— Start Supplied data —

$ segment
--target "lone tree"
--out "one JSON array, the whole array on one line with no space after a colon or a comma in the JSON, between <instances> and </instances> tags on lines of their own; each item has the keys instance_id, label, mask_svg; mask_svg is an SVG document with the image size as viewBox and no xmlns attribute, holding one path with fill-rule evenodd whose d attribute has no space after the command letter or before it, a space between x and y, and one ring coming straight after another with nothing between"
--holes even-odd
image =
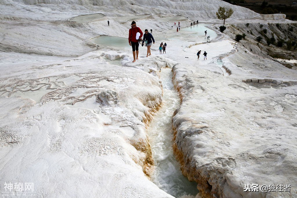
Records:
<instances>
[{"instance_id":1,"label":"lone tree","mask_svg":"<svg viewBox=\"0 0 297 198\"><path fill-rule=\"evenodd\" d=\"M224 24L225 24L225 20L229 18L233 13L233 10L231 8L221 7L219 8L218 11L216 12L217 17L219 19L224 20Z\"/></svg>"}]
</instances>

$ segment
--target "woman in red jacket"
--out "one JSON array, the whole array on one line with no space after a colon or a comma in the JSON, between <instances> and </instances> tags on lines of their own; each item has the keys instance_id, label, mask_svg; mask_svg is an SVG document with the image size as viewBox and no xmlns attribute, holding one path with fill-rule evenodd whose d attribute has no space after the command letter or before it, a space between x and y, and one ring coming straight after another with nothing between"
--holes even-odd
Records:
<instances>
[{"instance_id":1,"label":"woman in red jacket","mask_svg":"<svg viewBox=\"0 0 297 198\"><path fill-rule=\"evenodd\" d=\"M140 33L139 39L141 39L141 37L143 34L141 31L140 28L136 26L136 22L133 21L131 23L131 28L129 30L129 45L132 46L132 51L133 51L133 57L134 60L132 62L134 62L136 61L137 59L138 59L138 47L139 46L139 43L138 42L138 39L136 39L136 34L137 32ZM135 51L136 51L136 53ZM135 53L136 58L135 58Z\"/></svg>"}]
</instances>

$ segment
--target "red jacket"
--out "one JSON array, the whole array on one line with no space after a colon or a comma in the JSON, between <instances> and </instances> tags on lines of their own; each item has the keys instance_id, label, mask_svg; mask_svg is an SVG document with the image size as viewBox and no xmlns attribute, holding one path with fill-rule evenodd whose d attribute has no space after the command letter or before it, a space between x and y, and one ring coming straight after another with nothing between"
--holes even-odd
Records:
<instances>
[{"instance_id":1,"label":"red jacket","mask_svg":"<svg viewBox=\"0 0 297 198\"><path fill-rule=\"evenodd\" d=\"M131 28L129 30L129 43L131 41L135 43L138 42L138 41L136 39L136 34L137 32L139 32L140 33L140 36L139 37L139 38L142 37L142 35L143 34L142 33L142 32L141 31L141 30L140 29L140 28L137 26L135 28L133 28L131 26Z\"/></svg>"}]
</instances>

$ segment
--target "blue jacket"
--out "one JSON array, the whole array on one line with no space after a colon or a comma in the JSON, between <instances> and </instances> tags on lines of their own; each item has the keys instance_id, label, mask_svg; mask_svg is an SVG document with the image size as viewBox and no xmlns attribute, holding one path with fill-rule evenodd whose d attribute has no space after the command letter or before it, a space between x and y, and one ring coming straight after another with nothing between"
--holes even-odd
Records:
<instances>
[{"instance_id":1,"label":"blue jacket","mask_svg":"<svg viewBox=\"0 0 297 198\"><path fill-rule=\"evenodd\" d=\"M152 42L151 40L153 39L153 42L155 42L155 39L153 37L153 35L150 33L148 33L147 35L146 34L143 34L143 40L142 41L142 44L144 42L144 41L147 40L148 41L148 43L150 43Z\"/></svg>"}]
</instances>

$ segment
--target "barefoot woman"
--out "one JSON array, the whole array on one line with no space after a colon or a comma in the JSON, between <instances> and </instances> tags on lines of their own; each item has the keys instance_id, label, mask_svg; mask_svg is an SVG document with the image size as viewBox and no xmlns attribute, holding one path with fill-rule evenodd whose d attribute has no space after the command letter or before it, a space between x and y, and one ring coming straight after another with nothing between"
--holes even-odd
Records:
<instances>
[{"instance_id":1,"label":"barefoot woman","mask_svg":"<svg viewBox=\"0 0 297 198\"><path fill-rule=\"evenodd\" d=\"M131 26L131 28L129 30L129 45L132 46L132 51L133 51L133 58L134 58L134 60L132 62L134 63L136 61L136 59L138 59L138 47L139 46L138 38L138 39L136 39L136 34L137 32L140 33L140 36L139 38L141 38L143 34L140 28L136 26L136 22L134 21L132 22Z\"/></svg>"},{"instance_id":2,"label":"barefoot woman","mask_svg":"<svg viewBox=\"0 0 297 198\"><path fill-rule=\"evenodd\" d=\"M153 40L152 41L152 40ZM146 57L150 56L151 54L151 47L153 42L155 44L155 39L154 39L153 35L150 33L148 33L148 30L146 29L144 31L144 35L143 35L143 40L142 41L142 46L143 46L143 43L145 42L146 43L146 47L148 48L147 52L146 53Z\"/></svg>"}]
</instances>

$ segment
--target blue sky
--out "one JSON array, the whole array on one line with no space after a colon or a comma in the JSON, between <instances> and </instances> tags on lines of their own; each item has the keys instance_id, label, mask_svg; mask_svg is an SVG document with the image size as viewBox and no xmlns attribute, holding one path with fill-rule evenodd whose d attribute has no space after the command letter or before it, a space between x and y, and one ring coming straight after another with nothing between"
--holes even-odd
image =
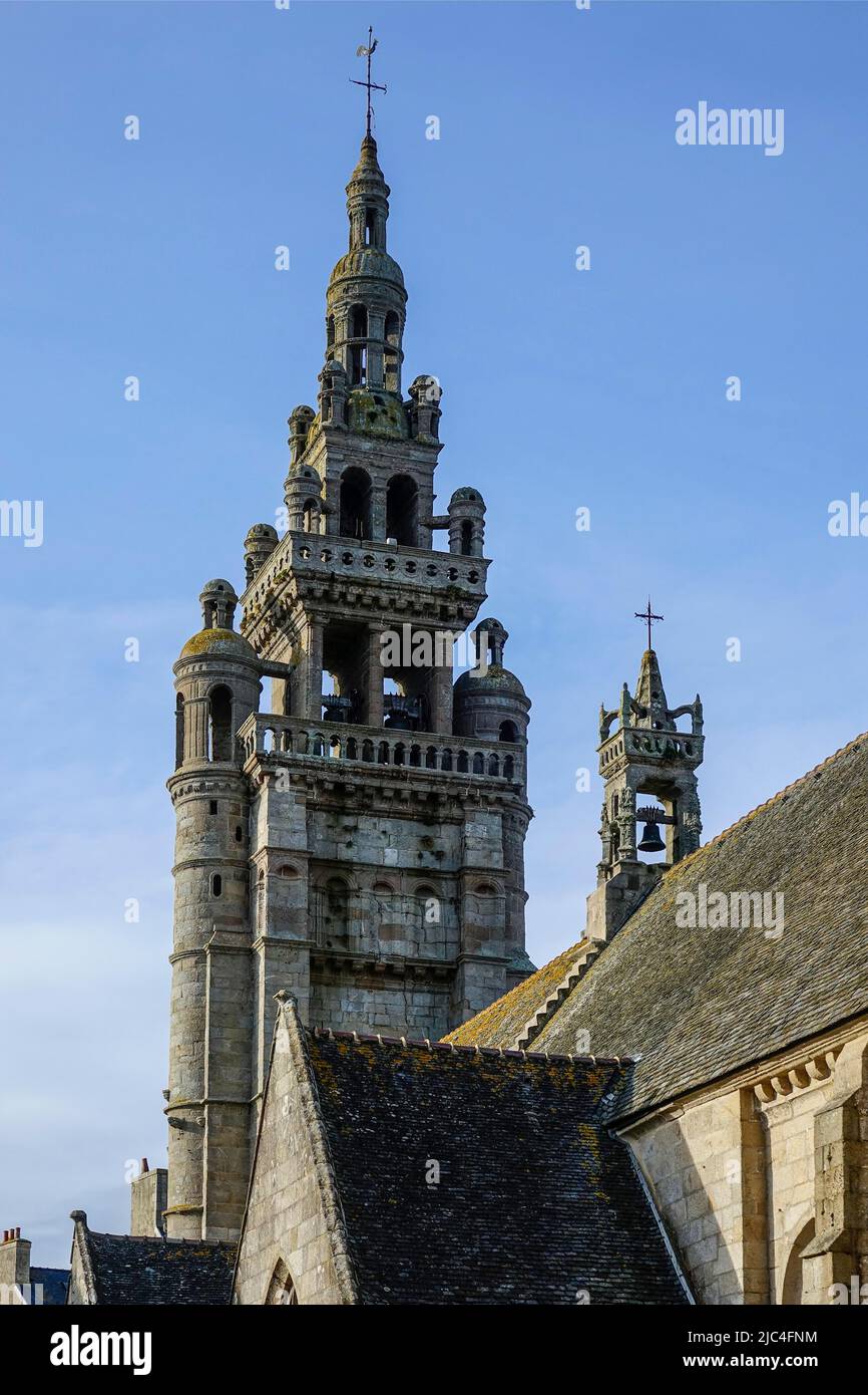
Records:
<instances>
[{"instance_id":1,"label":"blue sky","mask_svg":"<svg viewBox=\"0 0 868 1395\"><path fill-rule=\"evenodd\" d=\"M0 538L0 1225L35 1262L72 1207L125 1229L127 1159L164 1161L171 663L315 399L369 22L405 381L443 384L439 501L485 494L534 700L531 956L581 932L574 773L649 591L705 836L868 725L868 540L826 527L868 497L864 4L1 6L0 495L45 541ZM677 145L699 100L782 107L783 153Z\"/></svg>"}]
</instances>

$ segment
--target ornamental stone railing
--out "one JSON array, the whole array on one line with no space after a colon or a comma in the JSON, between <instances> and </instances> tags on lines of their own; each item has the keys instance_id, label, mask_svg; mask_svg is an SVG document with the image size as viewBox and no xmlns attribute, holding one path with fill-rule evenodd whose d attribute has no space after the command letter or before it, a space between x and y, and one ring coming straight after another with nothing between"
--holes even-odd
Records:
<instances>
[{"instance_id":1,"label":"ornamental stone railing","mask_svg":"<svg viewBox=\"0 0 868 1395\"><path fill-rule=\"evenodd\" d=\"M524 781L524 748L518 742L468 741L465 737L389 727L357 727L343 723L305 721L252 713L238 728L247 763L272 756L281 764L295 759L346 762L355 766L389 766L429 770L439 776Z\"/></svg>"}]
</instances>

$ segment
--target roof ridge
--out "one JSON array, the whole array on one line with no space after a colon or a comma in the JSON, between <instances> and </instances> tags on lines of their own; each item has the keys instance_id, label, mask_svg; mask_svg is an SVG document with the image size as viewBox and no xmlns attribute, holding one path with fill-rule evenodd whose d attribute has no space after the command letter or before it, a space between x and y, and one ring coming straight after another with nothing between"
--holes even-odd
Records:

— End Supplied data —

Given exercise
Show each line from the rows above that contains the string "woman". Case counts.

Answer to the exercise
--target "woman in red jacket"
[{"instance_id":1,"label":"woman in red jacket","mask_svg":"<svg viewBox=\"0 0 297 198\"><path fill-rule=\"evenodd\" d=\"M140 33L139 39L141 39L141 37L143 34L141 31L140 28L136 26L136 22L133 21L131 23L131 28L129 30L129 45L132 46L132 51L133 51L133 57L134 60L132 62L134 62L136 61L137 59L138 59L138 47L139 46L139 43L138 42L138 39L136 39L136 34L137 32ZM135 51L136 51L136 53ZM135 53L136 58L135 58Z\"/></svg>"}]
--target "barefoot woman"
[{"instance_id":1,"label":"barefoot woman","mask_svg":"<svg viewBox=\"0 0 297 198\"><path fill-rule=\"evenodd\" d=\"M131 26L131 28L129 30L129 45L132 46L132 51L133 51L133 58L134 58L134 60L132 62L134 63L136 61L136 59L138 59L138 47L139 46L138 38L138 39L136 39L136 34L137 32L140 33L140 36L139 38L141 38L143 34L140 28L136 26L136 22L134 21L132 22Z\"/></svg>"},{"instance_id":2,"label":"barefoot woman","mask_svg":"<svg viewBox=\"0 0 297 198\"><path fill-rule=\"evenodd\" d=\"M153 40L152 41L152 40ZM146 57L150 56L151 54L151 47L153 42L155 44L155 39L154 39L153 35L150 33L148 33L148 30L146 29L144 31L144 35L143 35L143 40L142 41L142 46L143 46L143 43L145 42L146 43L146 47L148 48L147 52L146 53Z\"/></svg>"}]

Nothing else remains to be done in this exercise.